··· Supplied entries

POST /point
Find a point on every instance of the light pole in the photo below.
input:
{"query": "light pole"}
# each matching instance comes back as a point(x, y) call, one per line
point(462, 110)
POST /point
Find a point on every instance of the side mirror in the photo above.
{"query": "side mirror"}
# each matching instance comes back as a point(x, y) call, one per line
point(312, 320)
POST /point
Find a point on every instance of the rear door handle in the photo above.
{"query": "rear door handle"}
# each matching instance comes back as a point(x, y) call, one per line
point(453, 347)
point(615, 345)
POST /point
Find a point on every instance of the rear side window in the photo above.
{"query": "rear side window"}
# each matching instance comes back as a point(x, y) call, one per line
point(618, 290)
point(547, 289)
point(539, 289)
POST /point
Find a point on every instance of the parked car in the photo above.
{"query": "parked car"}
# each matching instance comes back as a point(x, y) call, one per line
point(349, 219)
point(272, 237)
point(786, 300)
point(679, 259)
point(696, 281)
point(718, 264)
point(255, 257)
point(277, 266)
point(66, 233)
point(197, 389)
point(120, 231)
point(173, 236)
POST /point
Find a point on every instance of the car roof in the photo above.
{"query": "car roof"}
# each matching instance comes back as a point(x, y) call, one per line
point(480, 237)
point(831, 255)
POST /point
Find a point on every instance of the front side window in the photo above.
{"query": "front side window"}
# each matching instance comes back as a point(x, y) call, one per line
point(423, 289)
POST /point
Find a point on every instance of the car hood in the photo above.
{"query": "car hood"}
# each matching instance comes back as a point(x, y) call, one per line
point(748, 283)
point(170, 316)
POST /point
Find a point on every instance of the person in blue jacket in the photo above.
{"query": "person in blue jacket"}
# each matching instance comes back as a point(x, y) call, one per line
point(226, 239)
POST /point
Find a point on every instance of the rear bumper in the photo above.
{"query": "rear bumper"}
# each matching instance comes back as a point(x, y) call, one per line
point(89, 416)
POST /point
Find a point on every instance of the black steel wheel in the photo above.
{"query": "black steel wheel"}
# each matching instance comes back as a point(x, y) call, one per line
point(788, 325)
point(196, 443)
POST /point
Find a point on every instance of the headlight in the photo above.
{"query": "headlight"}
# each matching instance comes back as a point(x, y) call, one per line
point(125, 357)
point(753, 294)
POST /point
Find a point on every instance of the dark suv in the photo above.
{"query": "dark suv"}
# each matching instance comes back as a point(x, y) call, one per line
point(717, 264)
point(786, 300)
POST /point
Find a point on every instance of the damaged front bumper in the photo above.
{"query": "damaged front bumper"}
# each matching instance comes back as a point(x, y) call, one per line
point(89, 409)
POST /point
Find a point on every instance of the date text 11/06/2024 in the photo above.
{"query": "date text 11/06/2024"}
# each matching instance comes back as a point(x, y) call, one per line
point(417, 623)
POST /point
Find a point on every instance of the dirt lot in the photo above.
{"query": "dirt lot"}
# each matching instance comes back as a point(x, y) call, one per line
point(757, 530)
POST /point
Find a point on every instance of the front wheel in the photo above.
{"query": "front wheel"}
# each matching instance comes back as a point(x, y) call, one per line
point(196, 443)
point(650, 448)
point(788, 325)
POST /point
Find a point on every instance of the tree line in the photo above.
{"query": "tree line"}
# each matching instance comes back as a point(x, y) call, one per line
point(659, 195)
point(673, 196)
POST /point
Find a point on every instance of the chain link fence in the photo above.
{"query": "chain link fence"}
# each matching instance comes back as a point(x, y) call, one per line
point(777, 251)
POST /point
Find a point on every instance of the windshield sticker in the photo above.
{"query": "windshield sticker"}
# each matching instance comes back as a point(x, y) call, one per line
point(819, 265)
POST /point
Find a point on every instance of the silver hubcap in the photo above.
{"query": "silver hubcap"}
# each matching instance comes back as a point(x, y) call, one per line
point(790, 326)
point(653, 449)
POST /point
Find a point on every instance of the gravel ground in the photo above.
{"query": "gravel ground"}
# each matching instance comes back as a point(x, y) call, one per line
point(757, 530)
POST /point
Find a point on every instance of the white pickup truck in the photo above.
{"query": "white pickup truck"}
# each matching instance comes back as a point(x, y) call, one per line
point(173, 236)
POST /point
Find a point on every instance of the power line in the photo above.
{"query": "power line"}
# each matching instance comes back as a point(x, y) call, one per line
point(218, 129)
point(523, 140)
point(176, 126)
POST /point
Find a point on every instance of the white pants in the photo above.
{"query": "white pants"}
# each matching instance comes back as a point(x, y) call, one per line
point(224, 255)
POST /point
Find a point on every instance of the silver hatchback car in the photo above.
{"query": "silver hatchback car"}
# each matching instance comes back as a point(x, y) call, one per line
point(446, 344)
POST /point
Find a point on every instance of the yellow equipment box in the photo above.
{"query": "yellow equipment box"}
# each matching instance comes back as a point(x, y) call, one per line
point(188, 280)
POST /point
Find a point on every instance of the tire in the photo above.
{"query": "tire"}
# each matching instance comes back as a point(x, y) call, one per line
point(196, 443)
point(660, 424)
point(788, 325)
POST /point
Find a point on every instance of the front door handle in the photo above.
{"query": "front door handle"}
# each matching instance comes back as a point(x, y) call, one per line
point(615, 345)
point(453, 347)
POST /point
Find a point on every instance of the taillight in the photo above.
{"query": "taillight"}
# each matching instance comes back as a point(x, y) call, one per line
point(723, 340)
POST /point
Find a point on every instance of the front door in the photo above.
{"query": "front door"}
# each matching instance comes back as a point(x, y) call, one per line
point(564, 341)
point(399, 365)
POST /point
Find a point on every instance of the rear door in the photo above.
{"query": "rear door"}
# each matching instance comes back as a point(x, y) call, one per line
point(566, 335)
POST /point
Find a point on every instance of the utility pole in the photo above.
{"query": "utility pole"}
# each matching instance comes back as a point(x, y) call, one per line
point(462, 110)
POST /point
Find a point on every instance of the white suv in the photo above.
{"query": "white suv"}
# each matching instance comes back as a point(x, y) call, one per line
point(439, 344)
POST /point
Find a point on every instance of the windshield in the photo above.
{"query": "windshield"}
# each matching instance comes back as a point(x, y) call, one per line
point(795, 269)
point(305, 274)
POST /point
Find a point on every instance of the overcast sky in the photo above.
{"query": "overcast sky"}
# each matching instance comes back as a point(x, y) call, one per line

······

> Task to complete: Repeat all of the listing above exactly, leaving nothing out.

> Response area:
POST /point
Find a point on every instance of the light pole in the photo below.
input:
{"query": "light pole"}
# each matching instance comes back as a point(x, y) call, one per line
point(462, 110)
POST /point
Find a point on every instance of the side mirror in the photo above.
{"query": "side mirror"}
# each matching instance comes back as a point(x, y) call, one per line
point(312, 320)
POST /point
Find a point on every instance of the rear door handle in the photo above.
{"query": "rear door handle"}
# each matching instance comes back as a point(x, y) call, one per line
point(453, 347)
point(615, 345)
POST /point
Find a point on every instance of the rear side window in the photo above.
{"query": "rear side window"}
# each matching instance comes back as a point(x, y) call, one per line
point(618, 290)
point(547, 289)
point(539, 289)
POST /point
Find a point on every instance of the parked car in the photo above.
{"query": "parked car"}
# each matching instance comes back as a point(x, y) call, one per line
point(349, 219)
point(272, 237)
point(786, 300)
point(679, 259)
point(696, 281)
point(718, 264)
point(255, 257)
point(277, 266)
point(66, 233)
point(197, 389)
point(120, 231)
point(173, 236)
POST /point
Find a point on every instance of the car roof in the photo above.
{"query": "car roof"}
# each matching instance comes back as a point(x, y) call, one per line
point(480, 237)
point(831, 255)
POST /point
Find a point on every instance of the front side window in the photo above.
{"query": "front side window"}
# each matching instance comes back as a point(x, y) call, one per line
point(423, 289)
POST /point
Find a point on every instance of the car hood in the photo above.
{"query": "car hood"}
# each matching instance comes back as a point(x, y) call, one per line
point(748, 283)
point(170, 316)
POST /point
Find a point on every instance of the person in blue jacket in the photo above.
{"query": "person in blue jacket"}
# each matching instance comes back as a point(x, y) call, one per line
point(226, 239)
POST /point
Find a point on every instance of the rear bumper in the photo above.
{"query": "rear bumper"}
# each matching instance comes back as a point(x, y) call, one per line
point(89, 416)
POST /point
Find a point on every instance of the black steel wheel in the photo above.
{"query": "black steel wheel"}
# each matching instance comes back as a point(x, y) call, one per line
point(788, 325)
point(196, 443)
POST /point
Find a point on every instance of the headlight in the photo above.
{"query": "headlight"}
# each matching instance comes back as a point(x, y) call, one per line
point(125, 357)
point(753, 294)
POST /point
Find a point on every instance of the dark suv in the photo above.
{"query": "dark suv"}
# each matching instance comes back as a point(x, y) call, one per line
point(717, 264)
point(786, 300)
POST /point
Find a point on every instance of the damaged front bumper in the photo above.
{"query": "damaged front bumper"}
# each matching instance comes back as a point(x, y) call, one per line
point(89, 409)
POST /point
Find a point on every instance of the date text 11/06/2024 in the photo above.
{"query": "date text 11/06/2024"}
# each matching instance comes back as a point(x, y) call, one per line
point(417, 623)
POST /point
Find a point on every instance of the dirt lot in the photo above.
{"query": "dirt lot"}
# each matching instance comes back as a point(x, y) call, one per line
point(757, 530)
POST /point
Find a point on every instance of the front wheel in the photo above.
{"query": "front wheel"}
# each matching instance comes back as a point(x, y) call, one per line
point(196, 443)
point(650, 448)
point(788, 325)
POST /point
Find a point on every instance of the tree line in the photo above.
{"query": "tree line"}
# each matching instance comes back as a point(x, y) call, one per line
point(659, 195)
point(673, 196)
POST /point
Find a point on every instance of the chain link fence in the photo above.
{"query": "chain link fence"}
# each matching instance comes back as a point(x, y) call, one per line
point(777, 251)
POST /point
Find a point on every instance of the windshield sticker in the photo above.
{"query": "windshield sticker"}
# each matching instance comes back as a point(x, y) call, one per line
point(819, 265)
POST /point
Find a point on every instance of the silver hubcap in the photo above.
{"query": "silver hubcap"}
# each matching instance comes back as a point(x, y) call, one per line
point(790, 326)
point(653, 449)
POST /point
Find a point on every instance of the gravel ground in the photo above.
{"query": "gravel ground"}
# each matching instance comes back as a point(x, y) call, one per line
point(757, 530)
POST /point
Find a point on every instance of the white pickup truck in the photo above.
{"query": "white pickup truck"}
# each matching instance comes back as a point(x, y) call, one per line
point(173, 236)
POST /point
Find a point on every instance of the power line in the photo above.
{"query": "power line"}
# each matching instance comes back as a point(x, y) call, one per line
point(218, 129)
point(523, 140)
point(176, 126)
POST /point
Find a point on every instance of the white pants in the photo above.
{"query": "white pants"}
# each matching instance comes back as a point(x, y) call, one per line
point(224, 255)
POST /point
Find a point on every instance of the silver hatchback car in the photo above.
{"query": "silver hatchback car"}
# each matching instance comes back as a point(x, y) call, one per line
point(446, 344)
POST /point
Find a point on every instance of the yellow equipment box in the photo above.
{"query": "yellow equipment box"}
# each matching instance comes back as a point(x, y) call, one per line
point(188, 280)
POST /point
Find a point on every instance of the tire in the photo above.
{"query": "tire"}
# each matching instance comes back as a point(x, y) call, one per line
point(196, 443)
point(660, 424)
point(788, 325)
POST /point
Find a point on every instance of the front door handle in the photo above.
{"query": "front door handle"}
# each matching instance comes back as a point(x, y) call, one per line
point(615, 345)
point(453, 347)
POST /point
Find a point on every instance of the taillight in the photo above.
{"query": "taillight"}
# each matching instance comes back as a point(x, y) call, one per line
point(723, 340)
POST /point
Find a point on every instance of the front door in the photo above.
{"query": "front door"}
# each matching instance comes back as a point(x, y) call, one per line
point(564, 341)
point(399, 365)
POST /point
Find a point on every instance of the rear door in the photo above.
{"query": "rear door"}
# each matching instance comes back as a point(x, y) call, one per line
point(566, 335)
POST /point
Find a point on every instance of the utility pole in the photo above.
{"query": "utility pole"}
# each matching instance comes back as a point(x, y) call, one per line
point(462, 110)
POST /point
Find a point on every instance of the white suv in the photo above.
{"query": "white suv"}
# each matching instance comes back as a point(x, y) call, one per line
point(439, 344)
POST /point
Find a point on every instance of the windshield in the photo above.
{"query": "windshield"}
# each matching instance comes back as a point(x, y) call, one per line
point(795, 269)
point(305, 274)
POST /point
Find a point on every instance of the overcast sky in the photo above.
{"query": "overcast sky"}
# each matching instance comes back as a point(x, y) call, one per line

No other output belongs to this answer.